### Votre tâche
Pourriez-vous mettre à jour les enregistrements en partant du début et en allant jusqu'à la ligne contenant « M 332 480 L » incluse, en remplaçant « top-left » par « upper-left » sans rien modifier d'autre ? Omettez les images dans votre réponse.

○ ○ ○ ○

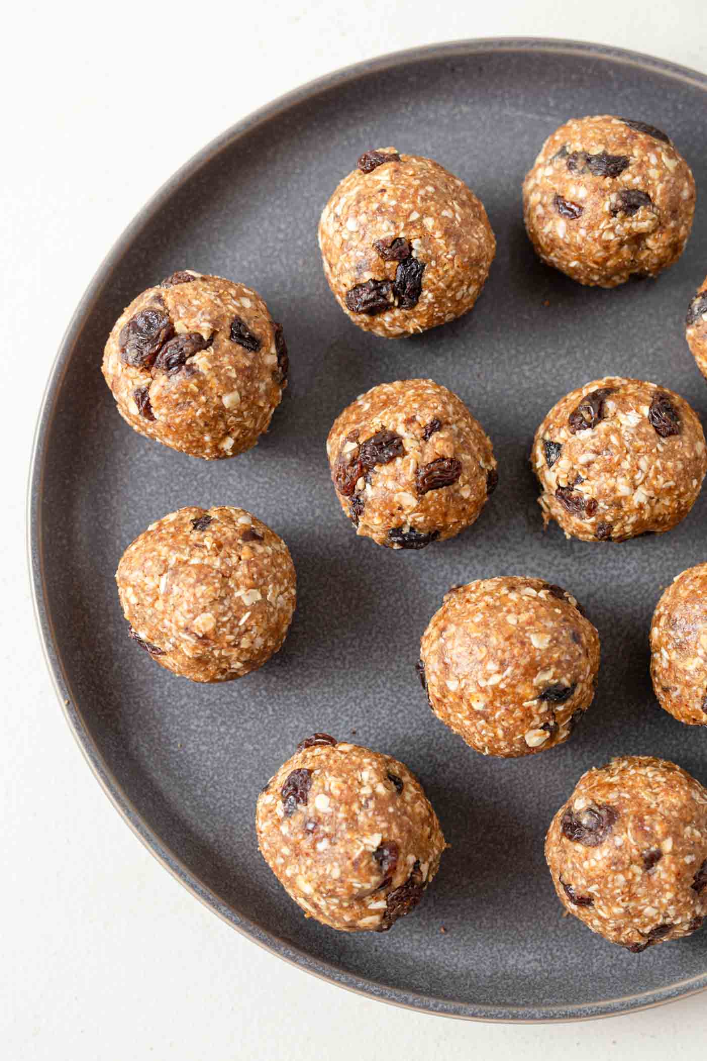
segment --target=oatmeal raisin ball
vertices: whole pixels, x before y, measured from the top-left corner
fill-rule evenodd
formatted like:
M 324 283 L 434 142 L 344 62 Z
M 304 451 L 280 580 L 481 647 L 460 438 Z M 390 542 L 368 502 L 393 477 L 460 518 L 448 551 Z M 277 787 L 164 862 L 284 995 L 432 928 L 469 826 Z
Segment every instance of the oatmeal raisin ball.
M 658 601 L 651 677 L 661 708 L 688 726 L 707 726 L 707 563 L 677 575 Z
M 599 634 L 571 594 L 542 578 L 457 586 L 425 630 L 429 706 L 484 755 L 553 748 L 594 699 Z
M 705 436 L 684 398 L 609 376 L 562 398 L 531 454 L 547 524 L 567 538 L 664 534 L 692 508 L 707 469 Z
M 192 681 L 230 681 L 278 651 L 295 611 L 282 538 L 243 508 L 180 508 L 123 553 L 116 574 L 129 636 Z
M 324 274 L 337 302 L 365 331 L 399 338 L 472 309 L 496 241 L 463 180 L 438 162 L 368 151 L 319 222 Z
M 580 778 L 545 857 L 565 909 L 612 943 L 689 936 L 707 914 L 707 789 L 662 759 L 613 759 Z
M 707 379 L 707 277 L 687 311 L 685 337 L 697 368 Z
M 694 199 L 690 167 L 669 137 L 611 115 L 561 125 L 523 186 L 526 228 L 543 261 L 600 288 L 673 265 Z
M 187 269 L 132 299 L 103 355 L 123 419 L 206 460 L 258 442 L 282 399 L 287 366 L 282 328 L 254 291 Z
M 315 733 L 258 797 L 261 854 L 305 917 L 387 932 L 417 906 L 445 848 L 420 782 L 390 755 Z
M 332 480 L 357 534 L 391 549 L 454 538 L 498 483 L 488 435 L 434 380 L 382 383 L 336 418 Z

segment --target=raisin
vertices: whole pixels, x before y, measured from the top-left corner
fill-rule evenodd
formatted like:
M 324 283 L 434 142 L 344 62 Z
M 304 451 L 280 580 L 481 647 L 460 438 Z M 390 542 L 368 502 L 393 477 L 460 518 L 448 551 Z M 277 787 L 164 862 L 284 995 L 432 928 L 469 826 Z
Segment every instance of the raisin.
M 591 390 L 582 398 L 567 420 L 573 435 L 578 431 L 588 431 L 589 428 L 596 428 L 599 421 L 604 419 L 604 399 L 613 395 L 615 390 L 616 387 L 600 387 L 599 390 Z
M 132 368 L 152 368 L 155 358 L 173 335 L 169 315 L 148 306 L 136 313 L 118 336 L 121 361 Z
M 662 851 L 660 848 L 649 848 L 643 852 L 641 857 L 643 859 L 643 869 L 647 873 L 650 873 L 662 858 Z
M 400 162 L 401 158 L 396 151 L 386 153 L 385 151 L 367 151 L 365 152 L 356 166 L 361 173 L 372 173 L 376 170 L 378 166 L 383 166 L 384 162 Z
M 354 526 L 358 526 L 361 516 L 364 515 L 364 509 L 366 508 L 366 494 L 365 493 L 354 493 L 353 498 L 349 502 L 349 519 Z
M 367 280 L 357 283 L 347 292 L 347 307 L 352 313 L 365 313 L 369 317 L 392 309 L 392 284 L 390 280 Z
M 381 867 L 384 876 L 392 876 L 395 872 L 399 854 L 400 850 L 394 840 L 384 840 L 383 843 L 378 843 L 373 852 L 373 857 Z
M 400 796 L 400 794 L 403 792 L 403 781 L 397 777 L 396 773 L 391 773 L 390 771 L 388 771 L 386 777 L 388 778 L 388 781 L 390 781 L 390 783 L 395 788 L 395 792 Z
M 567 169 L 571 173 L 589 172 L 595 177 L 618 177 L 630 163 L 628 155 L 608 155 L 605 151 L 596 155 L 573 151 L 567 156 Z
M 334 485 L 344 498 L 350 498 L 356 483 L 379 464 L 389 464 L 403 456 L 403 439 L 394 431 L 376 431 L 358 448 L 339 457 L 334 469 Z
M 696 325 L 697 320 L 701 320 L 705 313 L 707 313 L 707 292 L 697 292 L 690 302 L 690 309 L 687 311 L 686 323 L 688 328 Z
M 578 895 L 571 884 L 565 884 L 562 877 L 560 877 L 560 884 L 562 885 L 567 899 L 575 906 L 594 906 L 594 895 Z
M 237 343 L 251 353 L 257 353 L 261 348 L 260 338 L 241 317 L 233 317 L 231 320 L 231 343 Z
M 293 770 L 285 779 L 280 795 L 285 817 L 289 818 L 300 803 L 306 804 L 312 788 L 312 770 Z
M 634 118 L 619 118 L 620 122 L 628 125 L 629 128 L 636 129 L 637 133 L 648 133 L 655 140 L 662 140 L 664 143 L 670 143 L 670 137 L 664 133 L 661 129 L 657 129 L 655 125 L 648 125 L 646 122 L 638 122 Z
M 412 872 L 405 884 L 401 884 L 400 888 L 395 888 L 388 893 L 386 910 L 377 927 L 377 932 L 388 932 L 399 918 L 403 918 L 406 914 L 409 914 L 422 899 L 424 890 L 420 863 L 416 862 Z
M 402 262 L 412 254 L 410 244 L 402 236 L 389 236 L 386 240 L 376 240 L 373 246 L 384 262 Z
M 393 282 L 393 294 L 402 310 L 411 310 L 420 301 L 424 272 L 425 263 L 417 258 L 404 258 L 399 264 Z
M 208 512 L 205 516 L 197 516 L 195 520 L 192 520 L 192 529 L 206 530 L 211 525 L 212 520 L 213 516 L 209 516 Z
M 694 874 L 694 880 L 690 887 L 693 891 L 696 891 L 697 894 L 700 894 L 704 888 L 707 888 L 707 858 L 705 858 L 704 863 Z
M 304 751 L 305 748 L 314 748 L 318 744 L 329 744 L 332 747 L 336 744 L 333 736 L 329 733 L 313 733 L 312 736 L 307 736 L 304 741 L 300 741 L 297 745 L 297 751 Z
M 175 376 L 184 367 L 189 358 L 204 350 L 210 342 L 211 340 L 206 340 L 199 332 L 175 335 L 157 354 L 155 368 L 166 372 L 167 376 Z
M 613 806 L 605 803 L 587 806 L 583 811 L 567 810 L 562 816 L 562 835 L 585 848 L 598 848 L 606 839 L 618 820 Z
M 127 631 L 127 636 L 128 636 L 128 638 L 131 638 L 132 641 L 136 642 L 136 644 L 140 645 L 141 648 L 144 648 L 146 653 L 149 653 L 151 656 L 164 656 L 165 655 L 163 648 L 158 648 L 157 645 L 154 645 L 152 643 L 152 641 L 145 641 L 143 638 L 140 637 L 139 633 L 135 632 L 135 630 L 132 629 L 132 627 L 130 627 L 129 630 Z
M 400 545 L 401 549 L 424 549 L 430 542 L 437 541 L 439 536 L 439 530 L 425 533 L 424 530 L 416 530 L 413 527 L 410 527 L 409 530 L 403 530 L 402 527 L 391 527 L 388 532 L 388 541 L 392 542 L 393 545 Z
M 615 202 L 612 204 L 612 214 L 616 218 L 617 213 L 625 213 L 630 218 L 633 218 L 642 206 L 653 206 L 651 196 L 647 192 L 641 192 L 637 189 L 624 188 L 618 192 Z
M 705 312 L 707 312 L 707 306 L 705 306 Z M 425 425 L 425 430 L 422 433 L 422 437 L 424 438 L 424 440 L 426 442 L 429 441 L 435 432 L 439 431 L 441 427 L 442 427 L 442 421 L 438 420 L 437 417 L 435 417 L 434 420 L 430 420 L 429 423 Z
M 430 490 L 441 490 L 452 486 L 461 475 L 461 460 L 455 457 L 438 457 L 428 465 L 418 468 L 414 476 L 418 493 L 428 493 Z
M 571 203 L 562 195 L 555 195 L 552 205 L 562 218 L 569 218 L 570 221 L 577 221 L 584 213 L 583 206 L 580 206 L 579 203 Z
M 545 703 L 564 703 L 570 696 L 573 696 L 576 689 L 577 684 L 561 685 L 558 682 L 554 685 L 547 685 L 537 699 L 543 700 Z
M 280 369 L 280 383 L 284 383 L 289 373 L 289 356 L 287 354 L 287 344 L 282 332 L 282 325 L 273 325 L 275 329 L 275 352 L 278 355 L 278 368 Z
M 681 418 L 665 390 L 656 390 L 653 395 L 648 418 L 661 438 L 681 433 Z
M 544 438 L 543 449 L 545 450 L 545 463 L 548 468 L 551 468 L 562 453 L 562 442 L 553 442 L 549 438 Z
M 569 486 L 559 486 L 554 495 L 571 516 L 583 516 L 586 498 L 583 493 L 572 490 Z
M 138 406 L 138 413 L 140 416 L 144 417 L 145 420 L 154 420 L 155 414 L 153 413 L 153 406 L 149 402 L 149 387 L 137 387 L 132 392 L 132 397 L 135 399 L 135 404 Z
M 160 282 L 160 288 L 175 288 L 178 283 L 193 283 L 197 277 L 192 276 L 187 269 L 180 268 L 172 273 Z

○ ○ ○ ○

### Réponse ci-dessous
segment --target=oatmeal raisin ball
vertices: whole pixels, x before y, measured from the upper-left corner
fill-rule evenodd
formatted like:
M 324 283 L 434 142 L 344 62 Z
M 304 451 L 280 580 L 481 647 L 460 438 Z M 390 542 L 368 502 L 393 477 L 460 518 L 448 551 Z M 277 787 L 164 862 L 284 995 L 432 928 L 469 826 Z
Segment every instance of the oatmeal raisin ball.
M 658 601 L 651 677 L 661 708 L 688 726 L 707 726 L 707 563 L 677 575 Z
M 599 634 L 571 594 L 542 578 L 457 586 L 425 630 L 429 706 L 484 755 L 553 748 L 594 699 Z
M 705 436 L 684 398 L 609 376 L 562 398 L 531 454 L 547 524 L 567 538 L 664 534 L 692 508 L 707 469 Z
M 192 681 L 230 681 L 278 651 L 295 611 L 282 538 L 243 508 L 180 508 L 123 553 L 116 574 L 129 636 Z
M 324 274 L 337 302 L 365 331 L 399 338 L 472 309 L 496 241 L 463 180 L 438 162 L 368 151 L 319 222 Z
M 580 778 L 545 857 L 565 909 L 612 943 L 689 936 L 707 914 L 707 789 L 662 759 L 613 759 Z
M 707 379 L 707 277 L 687 311 L 685 337 L 697 368 Z
M 694 199 L 690 167 L 669 137 L 611 115 L 561 125 L 523 186 L 526 228 L 543 261 L 600 288 L 673 265 Z
M 187 269 L 132 299 L 103 355 L 123 419 L 206 460 L 258 442 L 282 399 L 287 366 L 282 328 L 254 291 Z
M 315 733 L 258 797 L 261 854 L 305 917 L 387 932 L 417 906 L 445 848 L 420 782 L 390 755 Z
M 332 480 L 357 534 L 391 549 L 454 538 L 498 483 L 488 435 L 434 380 L 382 383 L 336 418 Z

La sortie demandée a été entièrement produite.